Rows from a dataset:
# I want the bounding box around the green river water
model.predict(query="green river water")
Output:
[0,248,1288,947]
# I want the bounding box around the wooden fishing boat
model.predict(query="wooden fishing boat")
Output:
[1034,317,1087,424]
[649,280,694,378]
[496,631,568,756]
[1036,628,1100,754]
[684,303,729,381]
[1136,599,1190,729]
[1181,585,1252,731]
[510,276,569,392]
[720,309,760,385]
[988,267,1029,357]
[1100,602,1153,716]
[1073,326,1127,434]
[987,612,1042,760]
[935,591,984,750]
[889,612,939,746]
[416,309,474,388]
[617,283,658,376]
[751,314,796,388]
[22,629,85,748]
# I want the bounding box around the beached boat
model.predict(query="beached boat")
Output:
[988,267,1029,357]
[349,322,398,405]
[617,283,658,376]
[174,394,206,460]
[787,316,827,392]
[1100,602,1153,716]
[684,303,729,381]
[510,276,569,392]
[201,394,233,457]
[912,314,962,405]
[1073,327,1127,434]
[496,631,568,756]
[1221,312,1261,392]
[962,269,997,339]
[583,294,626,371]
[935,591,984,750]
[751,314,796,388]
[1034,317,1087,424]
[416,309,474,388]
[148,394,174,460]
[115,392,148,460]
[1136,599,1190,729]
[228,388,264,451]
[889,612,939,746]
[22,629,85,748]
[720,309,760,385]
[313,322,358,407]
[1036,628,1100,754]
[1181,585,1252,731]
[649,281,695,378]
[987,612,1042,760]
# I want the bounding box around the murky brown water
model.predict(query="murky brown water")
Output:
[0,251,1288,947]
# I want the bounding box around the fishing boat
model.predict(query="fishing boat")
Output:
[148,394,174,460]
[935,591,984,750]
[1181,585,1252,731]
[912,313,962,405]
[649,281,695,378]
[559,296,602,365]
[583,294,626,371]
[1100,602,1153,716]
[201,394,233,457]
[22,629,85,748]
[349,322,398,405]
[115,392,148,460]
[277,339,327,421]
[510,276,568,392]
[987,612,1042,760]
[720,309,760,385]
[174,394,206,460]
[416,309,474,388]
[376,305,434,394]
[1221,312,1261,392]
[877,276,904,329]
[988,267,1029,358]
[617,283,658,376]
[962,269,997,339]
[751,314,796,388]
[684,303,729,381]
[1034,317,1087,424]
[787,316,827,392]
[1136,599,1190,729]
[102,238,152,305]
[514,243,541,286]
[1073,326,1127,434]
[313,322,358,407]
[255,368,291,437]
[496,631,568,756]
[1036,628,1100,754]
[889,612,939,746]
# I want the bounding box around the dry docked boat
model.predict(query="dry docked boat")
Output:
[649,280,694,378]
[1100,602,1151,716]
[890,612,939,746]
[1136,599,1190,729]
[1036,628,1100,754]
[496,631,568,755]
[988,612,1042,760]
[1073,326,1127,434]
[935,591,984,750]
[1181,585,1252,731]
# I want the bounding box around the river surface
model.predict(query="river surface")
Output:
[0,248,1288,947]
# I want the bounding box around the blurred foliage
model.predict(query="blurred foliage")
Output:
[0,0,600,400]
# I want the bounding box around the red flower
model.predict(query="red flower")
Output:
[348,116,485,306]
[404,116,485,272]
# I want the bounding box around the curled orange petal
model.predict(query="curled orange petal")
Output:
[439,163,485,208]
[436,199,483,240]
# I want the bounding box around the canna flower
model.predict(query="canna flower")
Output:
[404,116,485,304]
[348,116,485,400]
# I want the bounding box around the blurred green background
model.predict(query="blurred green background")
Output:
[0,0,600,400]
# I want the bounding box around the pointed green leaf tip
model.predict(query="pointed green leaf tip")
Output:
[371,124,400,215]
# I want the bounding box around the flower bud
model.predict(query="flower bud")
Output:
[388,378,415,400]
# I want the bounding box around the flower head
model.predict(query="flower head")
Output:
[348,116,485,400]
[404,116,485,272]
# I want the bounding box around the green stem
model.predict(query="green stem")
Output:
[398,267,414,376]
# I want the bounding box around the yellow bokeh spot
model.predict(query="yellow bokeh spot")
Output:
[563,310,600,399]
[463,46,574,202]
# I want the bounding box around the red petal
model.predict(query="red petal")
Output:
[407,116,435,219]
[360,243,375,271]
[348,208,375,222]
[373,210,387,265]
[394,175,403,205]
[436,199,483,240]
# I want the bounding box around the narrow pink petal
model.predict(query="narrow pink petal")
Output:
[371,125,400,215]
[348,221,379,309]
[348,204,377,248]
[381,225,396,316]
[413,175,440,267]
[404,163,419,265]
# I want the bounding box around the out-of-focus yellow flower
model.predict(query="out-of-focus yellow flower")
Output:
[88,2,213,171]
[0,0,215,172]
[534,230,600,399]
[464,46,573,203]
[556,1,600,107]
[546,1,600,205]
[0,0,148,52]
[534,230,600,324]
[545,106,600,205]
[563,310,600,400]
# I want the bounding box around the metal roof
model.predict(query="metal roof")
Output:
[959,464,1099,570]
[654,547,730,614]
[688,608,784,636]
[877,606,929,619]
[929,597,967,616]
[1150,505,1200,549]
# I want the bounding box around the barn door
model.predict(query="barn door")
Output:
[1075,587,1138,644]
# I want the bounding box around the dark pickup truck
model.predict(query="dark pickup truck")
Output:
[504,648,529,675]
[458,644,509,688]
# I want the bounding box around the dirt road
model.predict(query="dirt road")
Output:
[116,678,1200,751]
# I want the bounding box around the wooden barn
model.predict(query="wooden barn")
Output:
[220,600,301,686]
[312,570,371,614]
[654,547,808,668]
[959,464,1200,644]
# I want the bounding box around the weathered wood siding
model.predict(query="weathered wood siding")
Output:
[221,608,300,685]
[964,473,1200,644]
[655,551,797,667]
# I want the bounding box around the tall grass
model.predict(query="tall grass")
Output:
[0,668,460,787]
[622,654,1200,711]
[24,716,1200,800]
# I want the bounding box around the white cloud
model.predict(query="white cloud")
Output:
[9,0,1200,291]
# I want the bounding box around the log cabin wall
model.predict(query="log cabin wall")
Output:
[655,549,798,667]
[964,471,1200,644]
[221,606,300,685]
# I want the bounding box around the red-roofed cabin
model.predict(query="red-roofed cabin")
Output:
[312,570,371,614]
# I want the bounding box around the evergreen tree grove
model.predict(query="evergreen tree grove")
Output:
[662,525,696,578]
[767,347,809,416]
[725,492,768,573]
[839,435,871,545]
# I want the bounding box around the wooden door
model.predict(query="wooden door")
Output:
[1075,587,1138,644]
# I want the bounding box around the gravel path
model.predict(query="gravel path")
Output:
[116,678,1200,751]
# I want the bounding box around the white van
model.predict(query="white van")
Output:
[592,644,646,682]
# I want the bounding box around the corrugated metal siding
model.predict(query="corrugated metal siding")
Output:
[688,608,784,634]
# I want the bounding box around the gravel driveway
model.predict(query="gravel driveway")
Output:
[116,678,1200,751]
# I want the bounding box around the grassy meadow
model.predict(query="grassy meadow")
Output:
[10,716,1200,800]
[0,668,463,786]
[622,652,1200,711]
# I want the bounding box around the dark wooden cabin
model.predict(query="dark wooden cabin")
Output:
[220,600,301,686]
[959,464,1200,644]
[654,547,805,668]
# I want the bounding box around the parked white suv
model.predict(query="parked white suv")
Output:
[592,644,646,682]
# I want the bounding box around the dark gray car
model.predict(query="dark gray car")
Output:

▸ **TASK**
Rewrite only the stretch of the data above from the line containing "# I want the bounding box around the weathered" through the line containing "[9,0,1200,291]", requests included. Scale every bounding-box coordinate in the answers by 1.85 and round each to a whole number, with halves rounded up.

▸ **OUTPUT**
# I want the bounding box around the weathered wood siding
model.predict(query="weathered wood siding")
Output:
[409,1125,555,1267]
[1783,875,2220,1191]
[1212,1019,1474,1234]
# I want the bounding box around the tall grass
model.predict(query="tall grass")
Output:
[0,1236,851,1456]
[1151,1210,2220,1315]
[44,1325,2220,1480]
# I want the bounding box around the white cloud
model.predict(query="white cloud")
Output:
[17,0,2220,538]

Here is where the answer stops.